## Work to be completed
Copy out the rows below with every "Target" swapped for "Object" and everything else unchanged, leaving out the pictures.

## Data section
[Start]

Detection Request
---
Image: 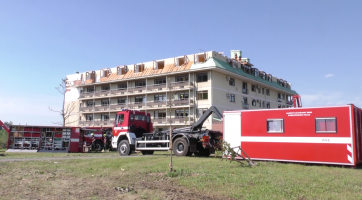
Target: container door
[224,113,241,147]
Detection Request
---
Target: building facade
[65,50,297,130]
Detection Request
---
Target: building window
[315,117,337,133]
[230,94,235,102]
[243,82,248,94]
[85,114,93,121]
[101,99,109,106]
[196,73,207,83]
[101,85,109,91]
[197,108,207,117]
[251,85,256,92]
[175,109,189,118]
[118,83,127,90]
[176,75,188,82]
[154,94,166,101]
[266,119,284,133]
[197,91,208,100]
[135,96,144,104]
[229,78,235,86]
[251,99,256,106]
[135,81,146,87]
[101,114,109,121]
[154,110,166,119]
[117,98,126,105]
[155,78,166,85]
[86,101,95,107]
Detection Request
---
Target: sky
[0,0,362,125]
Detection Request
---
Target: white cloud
[0,96,63,125]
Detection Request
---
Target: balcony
[111,103,127,111]
[243,103,249,109]
[111,88,127,95]
[170,81,193,89]
[79,106,93,112]
[128,86,146,93]
[79,120,93,126]
[94,90,110,97]
[147,84,166,91]
[94,104,109,111]
[79,92,94,98]
[147,101,167,108]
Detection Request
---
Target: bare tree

[End]

## Result
Detection Request
---
Image: 
Object: container door
[224,113,241,147]
Detection Request
---
Object: building facade
[65,50,297,130]
Detection Request
---
Object: building window
[315,117,337,133]
[230,94,235,102]
[243,82,248,94]
[85,114,93,121]
[101,99,109,106]
[196,73,207,83]
[101,85,109,91]
[197,108,207,117]
[251,85,256,92]
[175,109,189,118]
[118,83,127,90]
[176,75,188,82]
[154,94,166,101]
[266,119,284,133]
[197,91,208,100]
[135,96,144,104]
[229,78,235,86]
[251,99,256,106]
[135,81,146,87]
[101,114,109,121]
[154,110,166,119]
[117,98,126,105]
[155,78,166,85]
[86,101,95,107]
Detection Request
---
Object: sky
[0,0,362,125]
Detection Request
---
Object: white cloud
[0,96,63,125]
Detection Request
---
Object: balcony
[111,103,127,111]
[243,103,249,109]
[111,88,127,95]
[170,81,193,89]
[79,106,93,112]
[128,86,146,93]
[79,120,93,126]
[94,90,110,97]
[147,84,166,91]
[94,104,109,111]
[79,92,94,98]
[147,101,167,108]
Detection Request
---
Object: bare tree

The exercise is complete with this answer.